■ **Saved entries**:
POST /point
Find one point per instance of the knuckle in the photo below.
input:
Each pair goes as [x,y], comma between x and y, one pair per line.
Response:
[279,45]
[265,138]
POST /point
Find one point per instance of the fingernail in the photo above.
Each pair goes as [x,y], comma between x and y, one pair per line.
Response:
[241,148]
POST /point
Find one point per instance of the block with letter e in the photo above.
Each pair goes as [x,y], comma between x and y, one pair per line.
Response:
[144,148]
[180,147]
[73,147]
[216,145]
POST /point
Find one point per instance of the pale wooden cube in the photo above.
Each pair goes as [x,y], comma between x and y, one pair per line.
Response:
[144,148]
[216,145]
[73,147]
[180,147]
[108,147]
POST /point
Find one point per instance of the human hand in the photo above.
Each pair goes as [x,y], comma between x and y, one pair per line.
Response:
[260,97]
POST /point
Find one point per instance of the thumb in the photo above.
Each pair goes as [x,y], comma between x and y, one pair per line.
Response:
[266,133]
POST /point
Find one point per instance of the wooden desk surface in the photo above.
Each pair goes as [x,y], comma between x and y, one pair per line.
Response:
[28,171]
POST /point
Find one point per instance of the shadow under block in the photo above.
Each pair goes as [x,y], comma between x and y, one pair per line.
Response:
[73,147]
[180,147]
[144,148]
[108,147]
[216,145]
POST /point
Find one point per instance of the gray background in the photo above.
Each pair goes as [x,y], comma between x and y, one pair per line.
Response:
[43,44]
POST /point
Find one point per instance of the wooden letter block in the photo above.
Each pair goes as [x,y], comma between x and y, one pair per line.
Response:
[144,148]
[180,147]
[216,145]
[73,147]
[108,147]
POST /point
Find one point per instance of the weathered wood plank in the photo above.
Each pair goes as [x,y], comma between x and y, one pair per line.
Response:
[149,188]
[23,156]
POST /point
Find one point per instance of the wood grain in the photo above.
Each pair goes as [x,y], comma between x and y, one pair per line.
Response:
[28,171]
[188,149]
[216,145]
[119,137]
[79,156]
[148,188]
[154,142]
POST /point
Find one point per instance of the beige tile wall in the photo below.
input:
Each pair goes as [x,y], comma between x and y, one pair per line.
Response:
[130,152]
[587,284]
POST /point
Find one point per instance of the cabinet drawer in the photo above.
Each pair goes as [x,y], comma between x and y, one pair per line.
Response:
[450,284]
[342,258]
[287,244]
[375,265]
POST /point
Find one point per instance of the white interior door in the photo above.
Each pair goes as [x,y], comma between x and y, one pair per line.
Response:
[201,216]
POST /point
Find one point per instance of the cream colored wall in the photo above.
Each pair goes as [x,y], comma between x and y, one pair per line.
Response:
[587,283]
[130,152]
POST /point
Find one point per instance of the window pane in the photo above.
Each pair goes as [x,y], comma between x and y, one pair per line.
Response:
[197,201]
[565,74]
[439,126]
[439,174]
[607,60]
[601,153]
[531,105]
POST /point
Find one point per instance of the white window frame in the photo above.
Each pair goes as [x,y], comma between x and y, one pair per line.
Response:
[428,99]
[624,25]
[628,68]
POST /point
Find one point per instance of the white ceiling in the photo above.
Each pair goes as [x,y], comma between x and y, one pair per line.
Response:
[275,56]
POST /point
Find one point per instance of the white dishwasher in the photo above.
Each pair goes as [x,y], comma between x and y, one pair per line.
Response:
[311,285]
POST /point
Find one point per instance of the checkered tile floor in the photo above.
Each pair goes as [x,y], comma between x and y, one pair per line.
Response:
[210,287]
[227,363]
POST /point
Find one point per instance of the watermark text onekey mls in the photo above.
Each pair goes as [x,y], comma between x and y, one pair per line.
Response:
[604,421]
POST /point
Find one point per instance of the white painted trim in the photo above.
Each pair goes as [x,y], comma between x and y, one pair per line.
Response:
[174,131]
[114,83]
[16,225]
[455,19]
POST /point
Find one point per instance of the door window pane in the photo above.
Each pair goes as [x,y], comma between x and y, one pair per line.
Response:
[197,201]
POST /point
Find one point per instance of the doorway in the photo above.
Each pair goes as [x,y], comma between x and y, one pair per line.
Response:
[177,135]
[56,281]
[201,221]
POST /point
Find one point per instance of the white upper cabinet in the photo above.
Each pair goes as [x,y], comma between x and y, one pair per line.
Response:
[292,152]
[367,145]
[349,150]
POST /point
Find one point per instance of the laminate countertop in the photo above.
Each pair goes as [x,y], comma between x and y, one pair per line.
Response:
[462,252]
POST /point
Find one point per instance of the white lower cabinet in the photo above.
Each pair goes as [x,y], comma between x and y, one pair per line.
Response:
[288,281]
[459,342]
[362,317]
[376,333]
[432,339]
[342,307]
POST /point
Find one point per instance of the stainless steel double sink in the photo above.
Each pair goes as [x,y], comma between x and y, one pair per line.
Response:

■ **WORK REQUIRED**: In the entries above, how many lines include the word "white"? Only the number should be given.

■ **FINAL ANSWER**: 7